::: Exercise material :::
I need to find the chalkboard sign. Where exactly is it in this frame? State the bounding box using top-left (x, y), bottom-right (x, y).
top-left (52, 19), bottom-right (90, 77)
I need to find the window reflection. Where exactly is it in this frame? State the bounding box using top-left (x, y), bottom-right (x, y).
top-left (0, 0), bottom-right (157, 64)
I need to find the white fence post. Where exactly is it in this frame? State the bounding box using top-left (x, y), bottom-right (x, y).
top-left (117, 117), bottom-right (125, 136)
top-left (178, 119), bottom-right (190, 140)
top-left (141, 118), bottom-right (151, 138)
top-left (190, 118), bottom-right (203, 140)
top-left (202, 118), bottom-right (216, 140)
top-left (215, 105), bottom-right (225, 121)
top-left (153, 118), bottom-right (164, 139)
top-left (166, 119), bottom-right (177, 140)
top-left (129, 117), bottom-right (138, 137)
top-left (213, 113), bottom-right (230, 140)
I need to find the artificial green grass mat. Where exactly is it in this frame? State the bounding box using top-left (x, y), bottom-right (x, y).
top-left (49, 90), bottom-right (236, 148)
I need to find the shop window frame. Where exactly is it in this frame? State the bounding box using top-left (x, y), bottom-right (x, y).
:::
** Task prompt **
Reproduce all of the data above, swapping each occurrence of "I need to find" for "Please locate" and leaving everything else unchanged.

** Complete answer **
Please locate the chalkboard sign. Where exactly is it in this frame? State the bounding box using top-left (x, y), bottom-right (x, y).
top-left (52, 19), bottom-right (90, 77)
Please locate the window reflection. Where exactly is it in this frame? State the bounding box using top-left (x, y), bottom-right (x, y).
top-left (0, 0), bottom-right (157, 64)
Please locate the white fence post. Where exactly is it in this frame? State the bounding box using top-left (x, y), bottom-right (x, y).
top-left (117, 117), bottom-right (125, 136)
top-left (178, 119), bottom-right (190, 140)
top-left (141, 118), bottom-right (151, 138)
top-left (190, 118), bottom-right (203, 140)
top-left (202, 118), bottom-right (216, 140)
top-left (215, 105), bottom-right (225, 121)
top-left (153, 118), bottom-right (164, 139)
top-left (166, 119), bottom-right (177, 140)
top-left (129, 117), bottom-right (138, 137)
top-left (213, 113), bottom-right (230, 140)
Please locate the artificial green grass mat. Where exactly is it in this frame? State the bounding box using top-left (x, y), bottom-right (x, y).
top-left (49, 90), bottom-right (236, 148)
Please locate the shop window frame. Where exactly is it in this frame? State the bounding box using top-left (x, y), bottom-right (x, y).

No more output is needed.